BEGIN Page text

A common reason for the integrity check to fail is that the meta-data classes and comparisons are not consistent across the
different datasets. To check if this is the problem, click View under "Data Summary" for each dataset. Make sure
that the "Set order of comparison" is the same, and that the spelling and capitalization are consistent. If there are small
differences, these can be corrected in the "Annotation" section - click Annotate next to the dataset you want to
modify and edit the "Group labels".
To normalize the gene expression values across datasets, we recommend the use of ComBat algorithm. At the quality
check page, after datasets upload, you can first visualize the PCA clustering of samples from different datasets. If
obvious batch effects are observed, select the checkbox located below the summary table to perform ComBat.
The method uses an empirical Bayes approach for adjusting batch effects in microarray and RNA-seq expression data.
The algorithm can be summarized in three main steps:
Genes are standardized to have similar overall mean and variance;
Information is pooled across genes from a batch to estimate batch effects
(increased level of expression, high variability, etc.);
The estimated batch effects are used to normalize the data to make them more comparable to each other.

END Page text

Instructions to follow
Write a two-sentence summary of the page text above.

BEGIN Dataset entries

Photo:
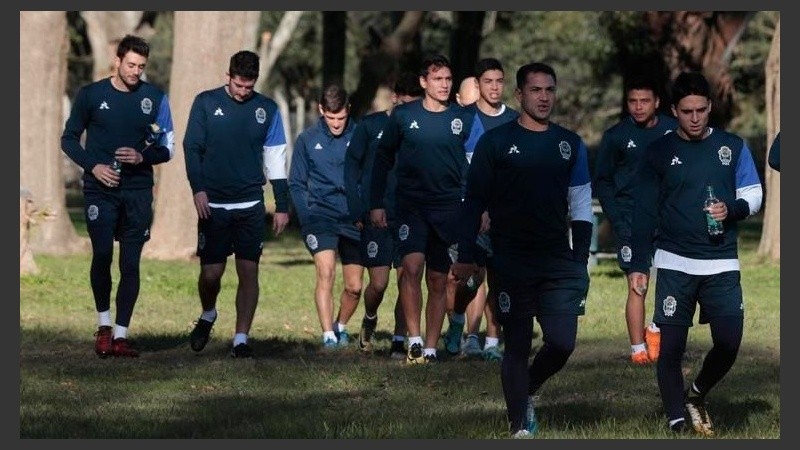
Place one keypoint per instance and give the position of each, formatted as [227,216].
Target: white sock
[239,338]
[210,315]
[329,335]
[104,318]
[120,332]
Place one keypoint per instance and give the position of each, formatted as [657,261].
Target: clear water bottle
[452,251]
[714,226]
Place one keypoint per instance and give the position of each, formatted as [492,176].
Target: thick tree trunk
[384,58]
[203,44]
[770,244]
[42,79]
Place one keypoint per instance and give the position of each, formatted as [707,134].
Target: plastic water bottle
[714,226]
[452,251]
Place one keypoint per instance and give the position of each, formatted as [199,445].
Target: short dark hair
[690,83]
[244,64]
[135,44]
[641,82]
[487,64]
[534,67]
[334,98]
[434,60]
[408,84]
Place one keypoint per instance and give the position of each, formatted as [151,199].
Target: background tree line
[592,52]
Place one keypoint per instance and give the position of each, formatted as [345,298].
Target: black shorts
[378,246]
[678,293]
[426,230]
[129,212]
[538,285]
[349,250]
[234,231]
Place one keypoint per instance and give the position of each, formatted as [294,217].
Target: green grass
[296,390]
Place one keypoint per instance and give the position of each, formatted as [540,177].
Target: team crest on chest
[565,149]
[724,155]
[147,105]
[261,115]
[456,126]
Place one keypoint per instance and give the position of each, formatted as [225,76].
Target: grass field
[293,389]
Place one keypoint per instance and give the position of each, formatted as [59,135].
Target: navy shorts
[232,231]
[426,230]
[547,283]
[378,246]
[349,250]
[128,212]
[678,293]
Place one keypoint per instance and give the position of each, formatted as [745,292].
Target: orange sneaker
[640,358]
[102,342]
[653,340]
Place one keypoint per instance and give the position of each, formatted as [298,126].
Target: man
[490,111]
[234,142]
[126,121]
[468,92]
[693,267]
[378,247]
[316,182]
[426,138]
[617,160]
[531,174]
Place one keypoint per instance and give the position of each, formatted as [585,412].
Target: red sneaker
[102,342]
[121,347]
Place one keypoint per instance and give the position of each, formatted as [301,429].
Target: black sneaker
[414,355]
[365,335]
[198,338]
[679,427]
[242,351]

END Dataset entries
BEGIN Dataset entries

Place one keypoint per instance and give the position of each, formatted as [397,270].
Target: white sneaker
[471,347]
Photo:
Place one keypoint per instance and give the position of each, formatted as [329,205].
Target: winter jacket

END Dataset entries
BEGIN Dataset entries

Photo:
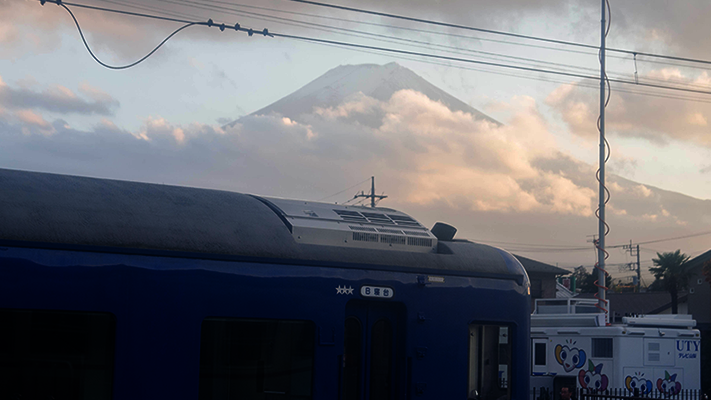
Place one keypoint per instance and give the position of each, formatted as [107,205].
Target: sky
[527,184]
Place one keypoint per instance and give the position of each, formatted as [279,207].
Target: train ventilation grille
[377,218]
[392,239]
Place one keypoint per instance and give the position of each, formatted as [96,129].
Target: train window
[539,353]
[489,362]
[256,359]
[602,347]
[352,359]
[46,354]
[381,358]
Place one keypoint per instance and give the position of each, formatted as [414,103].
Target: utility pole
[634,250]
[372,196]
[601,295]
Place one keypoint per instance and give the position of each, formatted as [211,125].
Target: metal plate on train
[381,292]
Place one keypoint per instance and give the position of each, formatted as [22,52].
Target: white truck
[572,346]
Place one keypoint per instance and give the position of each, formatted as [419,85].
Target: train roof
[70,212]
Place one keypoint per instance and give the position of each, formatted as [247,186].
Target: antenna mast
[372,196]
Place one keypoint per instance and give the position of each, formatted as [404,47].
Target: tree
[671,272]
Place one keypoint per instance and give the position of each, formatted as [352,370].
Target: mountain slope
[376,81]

END Dataset entries

Solved problem
The integrity check often fails because meta-data classes and comparisons differ across datasets, which can be checked under "Data Summary" and fixed by editing the "Group labels" in the "Annotation" section. ComBat is recommended for normalizing gene expression across datasets: it uses an empirical Bayes approach that standardizes genes, pools information across genes in a batch to estimate batch effects, and then uses those estimates to make the data more comparable.